### Page text:

+--

By Bishop Michael Curry and Bishop Anne Hodges-Copple
Special to the Observer

We should be proud that North Carolina has been a leader in the struggle against gun violence, that we love our neighbor enough to pass laws keeping guns out of the wrong hands, limiting the plague of violence on our streets. But now our good common-sense laws are under attack – and we have to defend them.

With all the talk in Washington these past few months about background checks for gun buyers, it sometimes gets lost in the shuffle that 16 states (along with the District of Columbia) already require all handgun buyers to pass checks before they can complete their sales. As leaders in the Episcopal Church in North Carolina, we’re proud to say that the Tar Heel State is among that group. In fact, the state has been requiring purchase permits for handguns since before the Brady Bill was passed in the 1990s. This means that people prohibited from buying handguns can’t buy them here because the sheriffs who issue permits screen them.

You can only imagine our alarm when the state Senate passed a bill that would remove this sensible permit requirement, effectively eliminating background checks for private handgun sales. This bill would actually reopen a “private sale” loophole that we already closed. With an estimated 40 percent of gun transfers nationally occurring between “private” parties not subject to a background check under federal law, this creates an incredibly dangerous situation.

If this bill were to become law, criminals and the dangerously mentally ill could find any seller who is not a licensed dealer, and buy a weapon – perhaps by answering one of thousands of North Carolina postings currently on Armslist.com advertising private handgun sales. There would be no purchase permit, no background check and no questions asked.

This is clearly a dangerous and careless bill. Voices from across the state have spoken in opposition to the legislation: The provision in the bill eliminating handgun purchase permits has been opposed by Attorney General Roy Cooper, the North Carolina Sheriffs’ Association, and the North Carolina Association of Chiefs of Police. Fourteen bipartisan mayors representing big cities and small towns alike have written to our state legislators and Gov. Pat McCrory to express strong opposition to the bill. (McCrory says he favors keeping the gun permitting process.)

Months before we were aware of this legislation, the 197th Annual Convention of the Episcopal Diocese of North Carolina encouraged N.C. Episcopalians “to hold our leaders accountable for creating comprehensive public policies that address the causes and effects of gun violence, including stricter gun controls, enhanced enforcement of gun laws, and improved mental-health care services.” We are writing now to join that chorus. We stand strongest when we stand as a community. We cannot have such a laissez-faire attitude toward public safety that we simply look the other way when convicted criminals look to get armed.

Too much of the daily work of leaders of all faiths and denominations across North Carolina is helping grieving parishioners cope with loss in the wake of gun violence, and too much of our daily work is presiding over funerals of young people shot to death with guns that made their way into the wrong hands.

We see too much bloodshed in our communities already – more than 2,000 of our friends and neighbors in North Carolina were shot to death from 2006 to 2010. We should not be eliminating our laws – we should be lifting each other up by strengthening them. We see this as living out the teaching of Jesus who taught us “you shall love your neighbor as yourself.”

Yes, background checks are common sense but it’s about more than that. It’s about being a good citizen, about caring enough for each other that we take a few extra steps to help save the lives of those around us.

We call on our state leaders to reject this mistaken bill. Don’t set a national example by responding to the tragic loss of life in Newtown with a law that would enable more dangerous people to threaten our communities.

The Right Reverend Michael Bruce Curry has been the Bishop of the Episcopal Diocese of North Carolina since 2000. The Right Reverend Anne Hodges-Copple was consecrated as the Bishop Suffragan of the Episcopal Diocese of North Carolina in June.

+--

### Required work:
Please answer from the piece on North Carolina's handgun permit law above: how many people in North Carolina were shot to death from 2006 to 2010?

### Source data:

+--

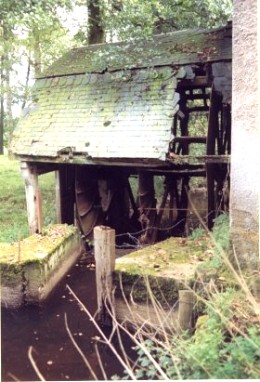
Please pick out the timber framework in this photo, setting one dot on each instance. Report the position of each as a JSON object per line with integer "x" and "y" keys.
{"x": 149, "y": 109}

+--

### Solution to this problem:
More than 2,000.